- Kutipan
=======
Foto : kfk-kompas.com

Dunia dalam Tangan Perempuan

Ditulis ulang : Muhammad Ilham

Bundo Kanduang itu bukanlah Limpapeh Rumah Gadang, wanita santun, ramah penurut, suka dirumah tak banyak ota. Bundo Kanduang seumpama Rasuna Said, Rohana Kudus dan sejenis mereka ......... garang, kritikal !
(Gusti Asnan)

Penerapan dari konsep kesetaraan gender dan aturan-aturan main baru tentang hubungan gender telah membuka kesempatan yang lebih besar kepada perempuan untuk mengubah, menggerakan dan mengontrol tubuhnya sendiri. Kemajuan teknologi dan ilmu pengetahuan membuat kekuasaan perempuan atas tubuhnya membesar. Mereka bisa menentukan sendiri kemana akan digerakan, dipakai untuk apa dan apa yang dibutuhkan untuk kelangsungan hidupnya. Di bawah kekuasaan ini hidup perempuan (juga laki-laki) tidak lagi tergantung kepada badan-badan yang memiliki kewenangan-kewenangan, melainkanoleh kekuasaan atas perekayasaan tubuh-tubuh manusia. Dalam manifestasi nya kekuasaan ini berupa ilmu pengetahuan dan teknologi, termasuk prosedur, alat-alat, teknik-teknik dan cara-cara yang dipakai untuk menetapkan keputusan atas itu. Saat ini rata-rata manusia sudah ditaklukan oleh kekuasaan ini. Tapi kekuasaan ini cendrung memisahkan manusia dari tubuh moralnya, tidak menumbuhkan kecerdasan spiritua, karena itu tidak bisa untuk melindungi.

Kekuasan untuk melindungi ada pada kekuasaan spiritual, yaitu kekuatan yang menguasai tubuh moral komunitas. Kekuasaan spiritual bekerja untuk mengurangi akibat-akibat buruk dari pemakaian bermacam-macam teknik kekuasaan, apakah itu di dunia politik, ekonomi maupun dalam sistem sosial. Kekuasaan atas tubuh moral membuat sebuah komunitas tidak mudah terkontaminasi, dikalahkan atau ditaklukan oleh kekuasaan. Karena itu juga dapat mengontrol, memodifikasi dan mengubah dunia fisik. Di banyak masyarakat kekuasaan spiritual umumnya dijalankan oleh para pemimpin agama, namun diarahkan untuk mencapai kebahagiaan akhirat. Di bawah kekuasaan ini tidak berarti hasrat kepada materi menjadi lenyap. Kehidupan material beroperasi dan semakin lama semakin menyerupai tubuh moral pemimpin spiritualnya. Sekalipun masih menjalankan fungsinya, kekuasaan spiritual semakin lama semakin terintegrasi kedalam kekuasaan material, melalui sistem-sistem yang mereka bentuk, dan pemakaian bermacam-macam teknik kekuasaan. Akibatnya kekuasaan spiritual tidak lagi bisa bekerja efektif untuk menguasai tubuh moral. Penyebaran kekuasaan material membuat individu-individu semakin sadar akan kebebasannya. Mereka menetapkan sendiri yang baik dan yang buruk bagi hidupnya, hingga meninggalkan kekuasaan spiritual-nya.
=======
- Data yang Diberikan
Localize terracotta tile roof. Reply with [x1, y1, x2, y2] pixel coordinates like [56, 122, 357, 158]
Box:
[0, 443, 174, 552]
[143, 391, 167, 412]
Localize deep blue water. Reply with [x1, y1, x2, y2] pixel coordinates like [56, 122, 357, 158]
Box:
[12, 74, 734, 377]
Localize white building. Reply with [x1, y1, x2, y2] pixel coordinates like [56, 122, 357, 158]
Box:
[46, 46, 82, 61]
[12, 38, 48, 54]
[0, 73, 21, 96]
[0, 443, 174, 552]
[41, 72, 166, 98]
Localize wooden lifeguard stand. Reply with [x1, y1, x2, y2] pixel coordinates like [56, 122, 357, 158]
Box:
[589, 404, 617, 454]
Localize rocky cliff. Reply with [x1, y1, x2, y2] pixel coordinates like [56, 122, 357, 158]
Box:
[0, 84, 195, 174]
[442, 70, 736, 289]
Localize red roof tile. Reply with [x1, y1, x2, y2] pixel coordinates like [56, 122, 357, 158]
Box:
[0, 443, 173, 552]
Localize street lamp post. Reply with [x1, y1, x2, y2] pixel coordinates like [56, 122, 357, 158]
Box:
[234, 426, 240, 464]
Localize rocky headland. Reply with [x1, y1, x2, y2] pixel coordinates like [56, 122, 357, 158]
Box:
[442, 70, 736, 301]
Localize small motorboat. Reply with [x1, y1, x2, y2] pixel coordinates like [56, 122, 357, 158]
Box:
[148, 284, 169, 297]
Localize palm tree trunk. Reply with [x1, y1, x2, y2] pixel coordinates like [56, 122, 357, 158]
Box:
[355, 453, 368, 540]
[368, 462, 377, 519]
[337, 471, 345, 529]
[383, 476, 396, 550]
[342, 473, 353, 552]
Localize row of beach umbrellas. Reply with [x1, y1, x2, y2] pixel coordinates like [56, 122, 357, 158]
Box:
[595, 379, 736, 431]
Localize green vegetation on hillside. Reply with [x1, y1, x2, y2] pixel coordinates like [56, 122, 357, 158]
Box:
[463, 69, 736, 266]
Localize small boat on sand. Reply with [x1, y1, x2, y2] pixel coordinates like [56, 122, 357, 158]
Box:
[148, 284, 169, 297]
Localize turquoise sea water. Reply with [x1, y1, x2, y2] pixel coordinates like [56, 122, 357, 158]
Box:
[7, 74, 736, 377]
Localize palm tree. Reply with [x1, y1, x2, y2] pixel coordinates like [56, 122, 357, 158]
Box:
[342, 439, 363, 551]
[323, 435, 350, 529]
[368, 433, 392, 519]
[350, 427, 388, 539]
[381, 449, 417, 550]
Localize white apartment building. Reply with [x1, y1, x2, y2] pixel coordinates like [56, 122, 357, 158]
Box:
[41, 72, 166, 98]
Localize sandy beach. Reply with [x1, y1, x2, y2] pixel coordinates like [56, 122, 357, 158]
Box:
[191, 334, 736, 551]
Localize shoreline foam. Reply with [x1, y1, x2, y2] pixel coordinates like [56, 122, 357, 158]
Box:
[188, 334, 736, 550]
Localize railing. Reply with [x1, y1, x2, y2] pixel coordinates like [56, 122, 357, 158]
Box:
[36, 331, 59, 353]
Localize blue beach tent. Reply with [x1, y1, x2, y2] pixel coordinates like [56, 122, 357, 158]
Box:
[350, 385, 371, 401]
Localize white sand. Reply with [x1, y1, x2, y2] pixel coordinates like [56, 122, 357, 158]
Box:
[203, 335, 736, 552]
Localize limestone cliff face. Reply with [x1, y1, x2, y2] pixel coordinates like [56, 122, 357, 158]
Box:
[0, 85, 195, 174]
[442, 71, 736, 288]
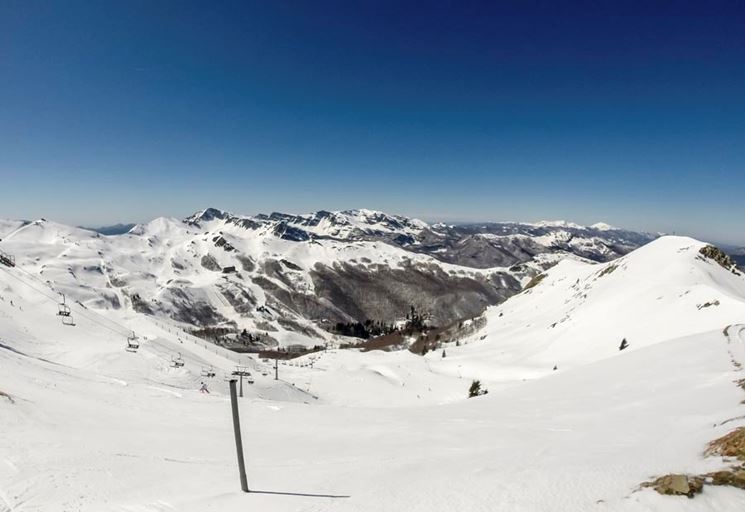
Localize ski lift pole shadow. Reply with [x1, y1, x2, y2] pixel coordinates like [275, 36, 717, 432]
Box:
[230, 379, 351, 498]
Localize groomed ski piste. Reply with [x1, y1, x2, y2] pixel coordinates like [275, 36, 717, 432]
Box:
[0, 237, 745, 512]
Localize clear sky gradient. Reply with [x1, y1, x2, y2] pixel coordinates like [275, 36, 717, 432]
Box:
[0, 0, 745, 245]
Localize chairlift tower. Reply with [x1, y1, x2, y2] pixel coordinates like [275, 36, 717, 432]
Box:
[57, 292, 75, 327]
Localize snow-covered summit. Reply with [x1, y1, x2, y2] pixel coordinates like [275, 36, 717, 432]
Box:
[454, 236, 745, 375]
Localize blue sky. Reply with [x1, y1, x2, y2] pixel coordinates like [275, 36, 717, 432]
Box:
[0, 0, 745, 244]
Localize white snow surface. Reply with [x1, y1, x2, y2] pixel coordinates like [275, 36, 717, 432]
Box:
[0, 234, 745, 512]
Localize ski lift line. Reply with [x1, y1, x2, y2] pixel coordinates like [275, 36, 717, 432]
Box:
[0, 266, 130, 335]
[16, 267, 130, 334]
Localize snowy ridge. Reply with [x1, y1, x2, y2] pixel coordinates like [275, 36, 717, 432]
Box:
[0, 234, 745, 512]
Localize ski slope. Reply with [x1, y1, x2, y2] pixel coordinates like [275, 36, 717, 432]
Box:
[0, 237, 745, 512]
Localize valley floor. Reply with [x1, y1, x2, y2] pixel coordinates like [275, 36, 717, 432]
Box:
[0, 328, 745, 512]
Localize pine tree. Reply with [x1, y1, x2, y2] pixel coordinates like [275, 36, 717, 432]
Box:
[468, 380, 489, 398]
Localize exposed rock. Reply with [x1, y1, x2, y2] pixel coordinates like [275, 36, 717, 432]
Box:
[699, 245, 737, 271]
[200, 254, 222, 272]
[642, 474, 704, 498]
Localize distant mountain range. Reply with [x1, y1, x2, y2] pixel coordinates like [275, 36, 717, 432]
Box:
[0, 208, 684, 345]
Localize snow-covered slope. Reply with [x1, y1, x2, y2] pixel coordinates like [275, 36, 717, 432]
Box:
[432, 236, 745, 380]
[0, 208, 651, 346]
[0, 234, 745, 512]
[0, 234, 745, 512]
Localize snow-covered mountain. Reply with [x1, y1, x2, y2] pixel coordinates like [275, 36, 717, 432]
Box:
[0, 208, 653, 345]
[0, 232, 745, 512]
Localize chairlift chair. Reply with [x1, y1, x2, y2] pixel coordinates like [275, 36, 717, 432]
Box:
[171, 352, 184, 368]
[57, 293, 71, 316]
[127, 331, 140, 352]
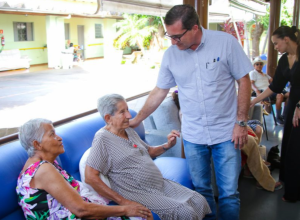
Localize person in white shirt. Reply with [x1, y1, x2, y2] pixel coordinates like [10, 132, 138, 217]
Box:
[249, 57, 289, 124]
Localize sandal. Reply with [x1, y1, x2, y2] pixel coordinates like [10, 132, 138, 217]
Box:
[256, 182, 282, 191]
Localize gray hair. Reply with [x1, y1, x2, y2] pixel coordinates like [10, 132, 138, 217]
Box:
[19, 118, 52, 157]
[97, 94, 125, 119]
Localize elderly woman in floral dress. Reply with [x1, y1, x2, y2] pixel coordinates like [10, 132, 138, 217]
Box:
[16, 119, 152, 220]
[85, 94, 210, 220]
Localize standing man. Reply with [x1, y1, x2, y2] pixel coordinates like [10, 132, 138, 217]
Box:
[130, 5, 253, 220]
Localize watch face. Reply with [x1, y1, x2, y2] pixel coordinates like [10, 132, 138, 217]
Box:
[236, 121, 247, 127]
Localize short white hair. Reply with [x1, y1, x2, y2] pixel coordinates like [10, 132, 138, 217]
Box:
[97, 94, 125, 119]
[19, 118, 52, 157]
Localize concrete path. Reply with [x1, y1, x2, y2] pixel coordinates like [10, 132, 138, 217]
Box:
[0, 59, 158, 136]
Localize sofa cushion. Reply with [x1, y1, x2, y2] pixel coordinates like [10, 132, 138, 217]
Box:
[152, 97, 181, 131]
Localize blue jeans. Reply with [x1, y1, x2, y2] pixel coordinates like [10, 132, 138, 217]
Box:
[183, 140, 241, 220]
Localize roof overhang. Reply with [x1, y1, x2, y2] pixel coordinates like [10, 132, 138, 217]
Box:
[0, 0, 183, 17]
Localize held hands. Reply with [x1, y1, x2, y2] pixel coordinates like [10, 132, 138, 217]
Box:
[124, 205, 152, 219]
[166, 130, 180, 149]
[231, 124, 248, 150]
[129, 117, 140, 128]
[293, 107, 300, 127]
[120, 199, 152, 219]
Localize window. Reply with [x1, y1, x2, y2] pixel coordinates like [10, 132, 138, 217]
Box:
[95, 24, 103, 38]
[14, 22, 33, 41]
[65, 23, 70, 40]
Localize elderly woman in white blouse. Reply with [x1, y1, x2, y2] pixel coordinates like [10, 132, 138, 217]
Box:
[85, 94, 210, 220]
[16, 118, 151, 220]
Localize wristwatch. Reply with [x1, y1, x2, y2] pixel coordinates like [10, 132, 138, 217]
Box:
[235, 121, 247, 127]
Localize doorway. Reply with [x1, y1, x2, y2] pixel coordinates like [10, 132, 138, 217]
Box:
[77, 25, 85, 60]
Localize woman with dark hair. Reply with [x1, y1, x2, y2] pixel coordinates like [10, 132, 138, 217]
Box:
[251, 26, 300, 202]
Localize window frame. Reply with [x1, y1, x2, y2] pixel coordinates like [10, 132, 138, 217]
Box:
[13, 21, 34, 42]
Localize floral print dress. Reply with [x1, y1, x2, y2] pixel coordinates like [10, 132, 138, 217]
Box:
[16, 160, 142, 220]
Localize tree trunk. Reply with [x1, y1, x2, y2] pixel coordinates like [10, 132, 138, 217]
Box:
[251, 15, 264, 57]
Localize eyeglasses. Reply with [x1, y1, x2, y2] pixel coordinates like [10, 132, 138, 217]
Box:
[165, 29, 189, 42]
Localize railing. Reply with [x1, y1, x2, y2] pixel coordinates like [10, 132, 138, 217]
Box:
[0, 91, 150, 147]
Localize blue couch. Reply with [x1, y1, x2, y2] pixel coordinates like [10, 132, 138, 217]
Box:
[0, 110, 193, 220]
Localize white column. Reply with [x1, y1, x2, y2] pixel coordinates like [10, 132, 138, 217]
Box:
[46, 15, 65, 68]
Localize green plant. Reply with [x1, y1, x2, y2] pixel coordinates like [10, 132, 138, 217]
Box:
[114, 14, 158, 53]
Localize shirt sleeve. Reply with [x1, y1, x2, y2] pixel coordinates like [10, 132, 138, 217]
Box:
=======
- Tugas Singkat
Jawab pertanyaan berikut berdasarkan kutipan tentang perempuan dan kekuasaan.
(a) Apa yang membuat kekuasaan perempuan atas tubuhnya membesar?
(b) Dalam manifestasinya, berupa apa kekuasaan atas perekayasaan tubuh manusia?
(c) Di banyak masyarakat, siapa yang umumnya menjalankan kekuasaan spiritual?

- Jawaban Akhir
(a) Kemajuan teknologi dan ilmu pengetahuan.
(b) Ilmu pengetahuan dan teknologi, termasuk prosedur, alat-alat, teknik-teknik, dan cara-cara yang dipakai untuk menetapkan keputusan atas itu.
(c) Para pemimpin agama.